(Referring expression data)
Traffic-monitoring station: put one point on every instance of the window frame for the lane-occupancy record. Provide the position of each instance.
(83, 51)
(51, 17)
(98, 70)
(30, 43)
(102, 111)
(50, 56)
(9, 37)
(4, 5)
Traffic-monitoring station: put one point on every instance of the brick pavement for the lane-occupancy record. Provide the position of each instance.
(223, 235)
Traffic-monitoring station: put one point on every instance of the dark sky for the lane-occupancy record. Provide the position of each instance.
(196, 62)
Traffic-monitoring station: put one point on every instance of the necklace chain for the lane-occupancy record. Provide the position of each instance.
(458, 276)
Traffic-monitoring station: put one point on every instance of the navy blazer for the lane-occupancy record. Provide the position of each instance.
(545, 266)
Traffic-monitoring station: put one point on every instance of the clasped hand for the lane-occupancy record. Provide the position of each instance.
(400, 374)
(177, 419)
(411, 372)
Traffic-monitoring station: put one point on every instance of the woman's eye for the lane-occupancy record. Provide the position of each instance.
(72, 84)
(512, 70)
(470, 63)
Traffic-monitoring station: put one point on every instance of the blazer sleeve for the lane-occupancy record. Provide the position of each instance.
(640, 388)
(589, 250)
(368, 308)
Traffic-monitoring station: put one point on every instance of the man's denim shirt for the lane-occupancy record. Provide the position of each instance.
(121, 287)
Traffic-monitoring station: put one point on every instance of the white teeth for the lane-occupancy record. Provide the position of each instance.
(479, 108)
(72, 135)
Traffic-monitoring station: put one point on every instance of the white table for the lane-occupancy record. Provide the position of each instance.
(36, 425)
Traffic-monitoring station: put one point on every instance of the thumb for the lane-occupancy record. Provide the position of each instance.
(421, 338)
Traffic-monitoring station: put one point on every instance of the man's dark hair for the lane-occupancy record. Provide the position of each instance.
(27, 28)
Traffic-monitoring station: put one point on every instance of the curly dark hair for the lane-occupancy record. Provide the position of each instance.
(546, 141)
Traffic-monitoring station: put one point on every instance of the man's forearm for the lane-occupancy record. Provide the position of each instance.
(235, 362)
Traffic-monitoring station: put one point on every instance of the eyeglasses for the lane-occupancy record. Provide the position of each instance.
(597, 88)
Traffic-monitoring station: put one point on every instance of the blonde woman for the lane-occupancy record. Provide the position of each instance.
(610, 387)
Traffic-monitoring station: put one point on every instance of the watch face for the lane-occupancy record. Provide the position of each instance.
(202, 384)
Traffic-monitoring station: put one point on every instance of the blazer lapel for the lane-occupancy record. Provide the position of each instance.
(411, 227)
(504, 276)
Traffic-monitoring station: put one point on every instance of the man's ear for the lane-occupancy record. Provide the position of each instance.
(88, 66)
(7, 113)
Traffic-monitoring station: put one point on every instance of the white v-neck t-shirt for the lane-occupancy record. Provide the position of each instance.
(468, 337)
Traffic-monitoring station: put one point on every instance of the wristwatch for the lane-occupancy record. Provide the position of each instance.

WHAT YOU SHOULD DO
Each record above, in full: retype it verbatim.

YOUR RESPONSE
Traffic-monitoring station: put one point on every instance of the window frame for the lane-occupancy record. Provide the position of each instance.
(83, 51)
(51, 17)
(98, 70)
(30, 43)
(102, 111)
(50, 56)
(9, 37)
(4, 5)
Traffic-monitoring station: put one point on every instance of the brick pavement for the lane-occupancy record. Provide the position of each instance.
(223, 235)
Traffic-monitoring station: put one point on every instance of the dark sky for the lane-occupancy record. Provide the position of each instance.
(196, 62)
Traffic-monitoring station: put one point on every instance of the necklace chain for the lane-occupancy record. Provide the position of each instance.
(458, 276)
Traffic-monitoring station: put one point on every instance of the navy blazer for the lane-occupancy record. Provide the position of each instance.
(545, 266)
Traffic-monitoring station: put one point on every instance of the clasped hand for the lane-occupancy record. Provide the position of each instance.
(400, 374)
(177, 419)
(411, 372)
Traffic-monitoring station: put one point on every instance of the woman's eye for the lane-occupancy record. Provide the position of each instance.
(72, 84)
(512, 70)
(470, 63)
Traffic-monitoring station: put one point on every instance of the blazer sleeve for the lane-occupancy record. Provide the position of each instance.
(640, 388)
(589, 250)
(368, 308)
Traffic-monitoring station: put one point on every instance of the man's denim shirt for the lane-occupancy record. Provide the position of each instance.
(121, 287)
Traffic-monitoring station: put one point on every instance of the white teeth for the lane-occupancy record. Provide the position of each instance.
(479, 108)
(72, 135)
Traffic-monitoring station: put one point on every instance of the white table for the lane-occupancy record. Provide the position of each instance.
(36, 425)
Traffic-monitoring station: put one point on every instance of the thumb for the lane-occupancy record. Provide the position of each instance.
(421, 338)
Traffic-monitoring station: put one point on every instance of the man's dark hair for the lane-occupancy record. Provide the position of each instance.
(27, 28)
Traffic-monitoring station: put one point on every instance of the curly dark hair for the lane-occupancy record. Provide the position of each instance.
(546, 141)
Traffic-monitoring station: put one point on every instance of the man's forearm for the lane-occupancy record. Provide the position of each instance.
(235, 362)
Traffic-monitoring station: put one point on every instance of the eyeglasses for the lane-occupancy record. Provide the position of each instance.
(597, 88)
Traffic-monitoring station: put one point on every instance of the blonde woman for the lane-occupancy record. Provide the position of each instance.
(610, 387)
Traffic-monitoring station: put one point on every instance of the watch face for the lane-occupancy record. Provide the position of each instance.
(202, 384)
Traffic-monitoring station: put one point on every instance of the blazer lapel for the lane-occupancy record. Provide the position of each instance.
(411, 227)
(504, 276)
Traffic-monitoring station: put one point on every instance of the man's ear for the lane-occupancy record. Provide the position of each instance.
(88, 66)
(7, 113)
Traffic-monitoring station: put one point on every instance of the white v-neck t-shirt for the lane-occupancy record. Provide the position of each instance.
(468, 337)
Traffic-monitoring station: put one point on every instance of the wristwatch for the lane-occupancy record. Provide the position of each instance.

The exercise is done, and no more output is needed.